EXERCISE BRIEF:
Which lines run from the one containing "the man in straw" through the end of the entries? Restate them word for word, and only those.

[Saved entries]
------------------------------------

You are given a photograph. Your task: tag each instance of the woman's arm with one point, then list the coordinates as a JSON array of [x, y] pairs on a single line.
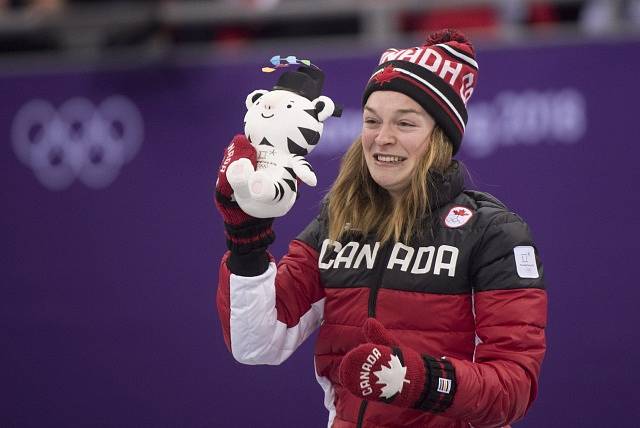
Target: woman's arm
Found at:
[[510, 306], [268, 310]]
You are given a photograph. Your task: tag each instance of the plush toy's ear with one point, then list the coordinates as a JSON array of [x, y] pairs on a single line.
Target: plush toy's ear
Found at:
[[324, 106], [253, 97]]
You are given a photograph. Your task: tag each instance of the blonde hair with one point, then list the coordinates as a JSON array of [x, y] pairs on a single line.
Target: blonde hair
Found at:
[[357, 202]]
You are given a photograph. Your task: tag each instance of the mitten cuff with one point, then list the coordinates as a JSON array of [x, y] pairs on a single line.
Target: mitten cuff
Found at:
[[252, 264], [440, 385]]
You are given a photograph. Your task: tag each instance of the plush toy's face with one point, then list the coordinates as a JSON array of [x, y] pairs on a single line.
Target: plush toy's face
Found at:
[[285, 120]]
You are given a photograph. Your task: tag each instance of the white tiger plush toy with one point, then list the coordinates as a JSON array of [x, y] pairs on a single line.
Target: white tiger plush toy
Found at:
[[284, 125]]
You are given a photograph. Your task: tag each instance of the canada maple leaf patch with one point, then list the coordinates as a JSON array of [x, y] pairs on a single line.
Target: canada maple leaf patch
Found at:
[[392, 377], [458, 216]]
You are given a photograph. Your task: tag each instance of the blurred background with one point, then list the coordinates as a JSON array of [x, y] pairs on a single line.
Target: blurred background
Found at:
[[113, 119]]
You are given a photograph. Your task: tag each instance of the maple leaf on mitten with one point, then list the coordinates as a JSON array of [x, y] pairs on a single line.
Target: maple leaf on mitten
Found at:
[[385, 371], [392, 377]]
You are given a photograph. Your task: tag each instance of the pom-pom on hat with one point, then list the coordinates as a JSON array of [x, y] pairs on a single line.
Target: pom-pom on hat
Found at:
[[440, 75]]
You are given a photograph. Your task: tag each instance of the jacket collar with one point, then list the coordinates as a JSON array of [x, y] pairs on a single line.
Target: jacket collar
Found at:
[[444, 187]]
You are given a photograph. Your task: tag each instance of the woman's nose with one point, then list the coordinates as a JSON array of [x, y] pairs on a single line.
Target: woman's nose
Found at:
[[385, 136]]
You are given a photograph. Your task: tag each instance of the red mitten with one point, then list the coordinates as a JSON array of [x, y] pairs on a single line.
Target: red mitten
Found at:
[[244, 232], [383, 370]]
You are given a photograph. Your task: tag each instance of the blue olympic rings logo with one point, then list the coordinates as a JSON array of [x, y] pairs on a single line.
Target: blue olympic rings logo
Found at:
[[77, 140]]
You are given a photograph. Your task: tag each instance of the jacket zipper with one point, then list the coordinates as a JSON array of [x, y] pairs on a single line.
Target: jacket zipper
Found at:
[[371, 311], [380, 269]]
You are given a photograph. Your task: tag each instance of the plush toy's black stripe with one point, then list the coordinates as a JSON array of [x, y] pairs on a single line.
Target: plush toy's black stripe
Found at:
[[311, 137], [290, 171], [281, 191], [291, 183], [265, 142], [313, 114]]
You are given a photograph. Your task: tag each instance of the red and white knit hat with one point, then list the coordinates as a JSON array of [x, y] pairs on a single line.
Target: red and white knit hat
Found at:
[[440, 75]]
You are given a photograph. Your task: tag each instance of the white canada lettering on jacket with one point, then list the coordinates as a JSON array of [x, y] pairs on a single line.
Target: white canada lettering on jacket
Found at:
[[418, 260], [365, 385], [429, 58]]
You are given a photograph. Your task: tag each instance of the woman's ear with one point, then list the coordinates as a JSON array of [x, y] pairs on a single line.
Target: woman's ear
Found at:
[[324, 106], [253, 97]]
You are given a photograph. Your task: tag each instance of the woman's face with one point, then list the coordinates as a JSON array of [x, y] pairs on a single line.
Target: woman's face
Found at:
[[395, 134]]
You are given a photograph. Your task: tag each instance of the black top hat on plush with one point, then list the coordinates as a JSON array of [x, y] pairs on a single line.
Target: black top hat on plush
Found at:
[[305, 81]]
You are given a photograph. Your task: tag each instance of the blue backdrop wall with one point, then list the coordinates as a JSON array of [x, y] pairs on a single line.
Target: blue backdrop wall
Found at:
[[111, 243]]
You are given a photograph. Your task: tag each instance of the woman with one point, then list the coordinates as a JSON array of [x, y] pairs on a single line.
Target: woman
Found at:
[[429, 297]]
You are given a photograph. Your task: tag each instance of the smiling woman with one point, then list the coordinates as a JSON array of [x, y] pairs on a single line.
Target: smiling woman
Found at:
[[429, 297]]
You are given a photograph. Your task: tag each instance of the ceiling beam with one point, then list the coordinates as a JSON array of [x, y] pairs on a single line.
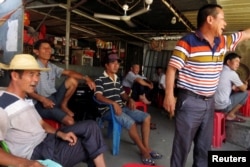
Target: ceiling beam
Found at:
[[90, 18]]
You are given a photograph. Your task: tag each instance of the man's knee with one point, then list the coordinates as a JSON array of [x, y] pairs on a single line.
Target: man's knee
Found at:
[[67, 120], [71, 82]]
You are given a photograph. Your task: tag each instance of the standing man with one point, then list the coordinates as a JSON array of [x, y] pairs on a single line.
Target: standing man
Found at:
[[109, 90], [231, 93], [199, 58], [29, 138], [52, 103]]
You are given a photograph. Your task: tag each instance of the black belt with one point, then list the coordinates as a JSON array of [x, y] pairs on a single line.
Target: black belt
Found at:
[[188, 92]]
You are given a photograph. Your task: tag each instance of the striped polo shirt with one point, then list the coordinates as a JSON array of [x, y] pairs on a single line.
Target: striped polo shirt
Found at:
[[198, 63], [109, 88]]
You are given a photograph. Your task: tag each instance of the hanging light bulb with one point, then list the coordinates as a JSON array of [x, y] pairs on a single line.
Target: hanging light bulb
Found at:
[[173, 20]]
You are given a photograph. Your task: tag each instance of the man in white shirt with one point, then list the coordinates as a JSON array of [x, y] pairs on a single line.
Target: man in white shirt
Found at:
[[231, 92]]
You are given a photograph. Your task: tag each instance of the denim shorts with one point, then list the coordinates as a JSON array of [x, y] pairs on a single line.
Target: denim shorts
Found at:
[[129, 117]]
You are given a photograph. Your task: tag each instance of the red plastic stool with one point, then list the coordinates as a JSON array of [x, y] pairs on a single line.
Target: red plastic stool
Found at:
[[137, 165], [141, 106], [219, 132], [52, 123], [245, 109], [160, 99]]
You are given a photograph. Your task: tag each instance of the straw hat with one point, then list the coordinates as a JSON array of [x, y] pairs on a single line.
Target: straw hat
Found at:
[[23, 62]]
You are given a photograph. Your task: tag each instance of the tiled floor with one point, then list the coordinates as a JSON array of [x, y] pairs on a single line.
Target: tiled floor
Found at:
[[160, 140]]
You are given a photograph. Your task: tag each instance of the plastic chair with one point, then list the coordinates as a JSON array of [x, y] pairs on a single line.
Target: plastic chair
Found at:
[[113, 126], [52, 123], [219, 130], [245, 109]]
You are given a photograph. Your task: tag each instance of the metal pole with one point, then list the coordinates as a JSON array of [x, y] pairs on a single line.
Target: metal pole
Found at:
[[67, 38]]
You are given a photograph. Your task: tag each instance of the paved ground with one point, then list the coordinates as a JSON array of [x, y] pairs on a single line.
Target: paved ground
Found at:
[[160, 140]]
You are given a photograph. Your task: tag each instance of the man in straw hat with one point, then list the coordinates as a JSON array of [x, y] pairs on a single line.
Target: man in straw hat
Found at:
[[52, 103], [28, 137]]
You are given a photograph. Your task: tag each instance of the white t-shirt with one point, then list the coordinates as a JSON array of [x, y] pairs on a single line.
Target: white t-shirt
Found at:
[[21, 128]]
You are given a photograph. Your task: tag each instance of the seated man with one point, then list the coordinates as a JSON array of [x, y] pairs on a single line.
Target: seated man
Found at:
[[29, 138], [109, 90], [52, 103], [138, 84], [231, 92]]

------------------------------------

REPLY:
You are given a photograph. Your task: tag each instance of the man in straw hat with one point, then list the coordinates as a JSON array of [x, y] pairs on a single line.
Target: man in straw hat
Found at:
[[52, 103], [28, 137]]
You are given a photograph. Your task: tag each instance of the white t-shirt with one point, then list the coordinates as a JSON array of [x, y] pairs on a single line.
Target: white t-shirt
Found at:
[[21, 128]]
You are given a photograph. Your task: tag each instance of the seated man with one point, then list the coordinates as a JSON array of [x, y] pairs on a single line.
Target: seated man
Found at:
[[29, 138], [109, 90], [52, 103], [138, 84], [231, 92]]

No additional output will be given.